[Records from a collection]
──────
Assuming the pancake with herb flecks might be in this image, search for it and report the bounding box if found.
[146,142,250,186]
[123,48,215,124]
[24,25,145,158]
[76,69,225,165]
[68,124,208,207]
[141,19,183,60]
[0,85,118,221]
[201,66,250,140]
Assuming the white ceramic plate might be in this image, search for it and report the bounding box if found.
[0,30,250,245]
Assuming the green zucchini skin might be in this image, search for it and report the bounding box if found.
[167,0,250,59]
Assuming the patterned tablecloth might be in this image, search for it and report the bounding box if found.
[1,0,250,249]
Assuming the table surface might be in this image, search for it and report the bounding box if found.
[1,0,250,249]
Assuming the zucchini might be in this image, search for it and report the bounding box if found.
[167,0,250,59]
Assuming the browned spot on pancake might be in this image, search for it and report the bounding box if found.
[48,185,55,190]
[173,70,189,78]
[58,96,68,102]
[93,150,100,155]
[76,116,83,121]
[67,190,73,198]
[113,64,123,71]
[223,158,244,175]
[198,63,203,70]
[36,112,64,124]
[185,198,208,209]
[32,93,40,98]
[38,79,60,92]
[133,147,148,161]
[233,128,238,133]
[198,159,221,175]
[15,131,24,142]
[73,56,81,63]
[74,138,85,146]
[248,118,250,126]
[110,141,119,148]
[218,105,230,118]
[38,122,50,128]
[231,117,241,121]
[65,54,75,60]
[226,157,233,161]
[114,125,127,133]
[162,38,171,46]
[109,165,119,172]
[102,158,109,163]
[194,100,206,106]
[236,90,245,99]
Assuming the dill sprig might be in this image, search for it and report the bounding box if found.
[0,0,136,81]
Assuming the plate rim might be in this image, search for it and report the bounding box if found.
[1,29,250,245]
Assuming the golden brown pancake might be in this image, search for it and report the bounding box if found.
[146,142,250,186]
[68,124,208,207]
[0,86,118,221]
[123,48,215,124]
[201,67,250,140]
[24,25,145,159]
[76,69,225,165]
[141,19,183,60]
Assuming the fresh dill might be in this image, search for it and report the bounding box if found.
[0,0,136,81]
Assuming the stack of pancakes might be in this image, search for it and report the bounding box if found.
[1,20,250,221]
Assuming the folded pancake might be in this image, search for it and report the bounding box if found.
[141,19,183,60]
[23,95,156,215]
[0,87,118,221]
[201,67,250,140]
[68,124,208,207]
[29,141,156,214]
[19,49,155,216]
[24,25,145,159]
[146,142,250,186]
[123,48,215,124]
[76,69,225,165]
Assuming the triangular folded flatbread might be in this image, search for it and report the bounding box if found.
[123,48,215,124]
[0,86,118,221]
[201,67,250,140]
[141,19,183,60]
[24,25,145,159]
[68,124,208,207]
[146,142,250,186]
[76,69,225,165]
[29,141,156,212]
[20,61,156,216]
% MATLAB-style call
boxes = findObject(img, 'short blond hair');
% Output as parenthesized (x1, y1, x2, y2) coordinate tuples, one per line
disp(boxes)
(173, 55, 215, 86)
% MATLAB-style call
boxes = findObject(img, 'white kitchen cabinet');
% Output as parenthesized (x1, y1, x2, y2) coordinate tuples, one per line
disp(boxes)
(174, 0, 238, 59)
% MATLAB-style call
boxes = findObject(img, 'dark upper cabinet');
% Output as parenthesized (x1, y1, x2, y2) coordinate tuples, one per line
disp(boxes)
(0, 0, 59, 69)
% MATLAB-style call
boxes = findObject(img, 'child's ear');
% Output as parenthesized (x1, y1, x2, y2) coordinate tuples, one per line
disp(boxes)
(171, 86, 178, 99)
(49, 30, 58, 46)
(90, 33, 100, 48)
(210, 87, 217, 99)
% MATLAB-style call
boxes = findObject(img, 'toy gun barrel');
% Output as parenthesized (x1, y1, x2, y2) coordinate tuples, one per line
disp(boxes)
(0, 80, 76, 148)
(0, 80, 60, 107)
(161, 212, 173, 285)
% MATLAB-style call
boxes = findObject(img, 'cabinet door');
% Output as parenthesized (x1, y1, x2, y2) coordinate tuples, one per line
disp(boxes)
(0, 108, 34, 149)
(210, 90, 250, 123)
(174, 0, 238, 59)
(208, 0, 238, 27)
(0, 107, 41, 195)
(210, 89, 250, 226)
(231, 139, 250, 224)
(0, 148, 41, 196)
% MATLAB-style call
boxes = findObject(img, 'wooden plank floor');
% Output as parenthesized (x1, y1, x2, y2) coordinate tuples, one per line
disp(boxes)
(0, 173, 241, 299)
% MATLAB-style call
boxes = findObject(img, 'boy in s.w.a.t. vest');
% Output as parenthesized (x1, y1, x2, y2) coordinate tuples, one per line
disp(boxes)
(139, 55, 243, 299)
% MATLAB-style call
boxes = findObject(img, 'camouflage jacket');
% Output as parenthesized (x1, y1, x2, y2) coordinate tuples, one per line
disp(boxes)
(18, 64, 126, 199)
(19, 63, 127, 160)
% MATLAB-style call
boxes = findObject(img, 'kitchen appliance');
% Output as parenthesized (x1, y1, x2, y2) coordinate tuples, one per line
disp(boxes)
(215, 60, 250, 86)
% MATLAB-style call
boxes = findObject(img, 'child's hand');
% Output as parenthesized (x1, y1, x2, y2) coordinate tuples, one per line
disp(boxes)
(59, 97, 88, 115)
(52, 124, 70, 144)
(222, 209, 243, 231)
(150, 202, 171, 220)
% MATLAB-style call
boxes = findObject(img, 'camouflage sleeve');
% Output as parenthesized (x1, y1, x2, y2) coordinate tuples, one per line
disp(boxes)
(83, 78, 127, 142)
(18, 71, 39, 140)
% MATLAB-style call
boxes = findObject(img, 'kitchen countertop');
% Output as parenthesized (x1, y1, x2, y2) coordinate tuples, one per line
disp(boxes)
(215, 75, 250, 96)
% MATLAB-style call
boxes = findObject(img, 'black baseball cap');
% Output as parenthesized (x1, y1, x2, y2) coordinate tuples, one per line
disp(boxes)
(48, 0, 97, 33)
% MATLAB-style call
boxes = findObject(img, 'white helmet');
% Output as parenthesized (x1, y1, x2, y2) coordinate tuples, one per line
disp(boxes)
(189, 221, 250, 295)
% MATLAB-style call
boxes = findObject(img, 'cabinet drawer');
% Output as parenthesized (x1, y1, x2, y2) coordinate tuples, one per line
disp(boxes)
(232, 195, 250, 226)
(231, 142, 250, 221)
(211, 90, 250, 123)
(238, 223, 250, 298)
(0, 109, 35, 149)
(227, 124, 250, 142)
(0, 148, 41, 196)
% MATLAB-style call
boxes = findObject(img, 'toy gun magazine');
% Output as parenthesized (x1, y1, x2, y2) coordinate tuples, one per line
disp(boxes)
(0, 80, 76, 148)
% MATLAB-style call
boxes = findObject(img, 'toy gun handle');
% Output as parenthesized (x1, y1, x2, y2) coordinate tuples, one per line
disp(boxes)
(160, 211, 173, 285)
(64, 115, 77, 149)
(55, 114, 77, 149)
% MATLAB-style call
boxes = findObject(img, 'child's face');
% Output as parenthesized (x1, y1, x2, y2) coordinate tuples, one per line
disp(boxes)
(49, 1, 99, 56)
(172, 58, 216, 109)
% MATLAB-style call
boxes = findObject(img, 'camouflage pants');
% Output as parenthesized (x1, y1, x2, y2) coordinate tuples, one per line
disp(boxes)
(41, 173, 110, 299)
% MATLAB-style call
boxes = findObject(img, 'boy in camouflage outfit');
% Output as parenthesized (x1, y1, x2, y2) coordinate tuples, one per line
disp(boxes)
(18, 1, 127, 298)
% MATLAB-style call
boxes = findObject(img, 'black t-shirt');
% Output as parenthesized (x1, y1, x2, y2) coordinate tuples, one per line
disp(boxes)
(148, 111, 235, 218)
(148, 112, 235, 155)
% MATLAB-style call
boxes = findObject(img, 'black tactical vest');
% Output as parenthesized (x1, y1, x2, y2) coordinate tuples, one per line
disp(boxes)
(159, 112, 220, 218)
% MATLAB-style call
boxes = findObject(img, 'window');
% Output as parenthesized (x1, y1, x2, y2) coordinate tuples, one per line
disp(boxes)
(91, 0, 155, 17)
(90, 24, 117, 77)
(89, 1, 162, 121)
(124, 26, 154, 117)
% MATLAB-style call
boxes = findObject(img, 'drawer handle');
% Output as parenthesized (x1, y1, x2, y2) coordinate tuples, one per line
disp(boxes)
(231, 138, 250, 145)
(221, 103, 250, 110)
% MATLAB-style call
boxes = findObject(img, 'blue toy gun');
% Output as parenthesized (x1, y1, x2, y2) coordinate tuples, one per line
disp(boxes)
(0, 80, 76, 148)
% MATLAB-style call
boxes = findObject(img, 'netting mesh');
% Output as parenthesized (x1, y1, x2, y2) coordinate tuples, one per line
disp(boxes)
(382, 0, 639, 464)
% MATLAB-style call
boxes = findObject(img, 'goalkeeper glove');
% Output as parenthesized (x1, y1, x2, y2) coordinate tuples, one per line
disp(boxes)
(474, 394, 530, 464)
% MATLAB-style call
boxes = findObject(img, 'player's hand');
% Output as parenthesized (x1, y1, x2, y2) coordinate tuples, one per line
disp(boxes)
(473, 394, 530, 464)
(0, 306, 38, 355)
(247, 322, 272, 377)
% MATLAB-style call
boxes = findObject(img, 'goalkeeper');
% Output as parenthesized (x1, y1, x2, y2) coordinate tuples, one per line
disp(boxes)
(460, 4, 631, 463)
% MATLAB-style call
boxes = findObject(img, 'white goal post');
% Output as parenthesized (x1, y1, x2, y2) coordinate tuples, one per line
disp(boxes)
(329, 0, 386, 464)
──────
_TASK TO CARRY OUT_
All that is wanted is an exact copy of the lines above from the one with "Assuming the plate" through the one with "boxes = findObject(img, 'white kitchen", with both ends included.

_EXERCISE RESULT_
Assuming the plate rim might be in this image, search for it and report the bounding box if found.
[1,29,250,245]
Assuming the golden brown pancake might be in this image, search for it and report the bounding box if found.
[146,142,250,186]
[68,124,208,207]
[0,86,118,221]
[123,48,215,124]
[201,67,250,140]
[24,25,145,159]
[76,69,225,165]
[141,19,183,60]
Assuming the fresh dill might be in this image, search for it and report the bounding box if found.
[0,0,136,81]
Assuming the stack of pancakes might be in this image, search for it and report the bounding box if found.
[1,20,250,221]
Assuming the folded pancake might be in this image, search for it and report the bounding box if found.
[141,19,183,60]
[23,95,156,215]
[0,87,118,221]
[201,67,250,140]
[68,124,208,207]
[29,141,156,214]
[19,49,155,216]
[24,25,145,159]
[146,142,250,186]
[123,48,215,124]
[76,69,225,165]
Assuming the triangular folded flatbread might be in this image, search for it and report the bounding box if found.
[123,48,215,124]
[0,86,118,221]
[201,67,250,140]
[141,19,183,60]
[24,25,145,159]
[68,124,208,207]
[146,142,250,186]
[76,69,225,165]
[29,141,156,212]
[20,61,156,216]
% MATLAB-style call
boxes = findObject(img, 'short blond hair');
% Output as parenthesized (x1, y1, x2, y2) coordinate tuples, one per line
disp(boxes)
(173, 55, 215, 86)
% MATLAB-style call
boxes = findObject(img, 'white kitchen cabinet');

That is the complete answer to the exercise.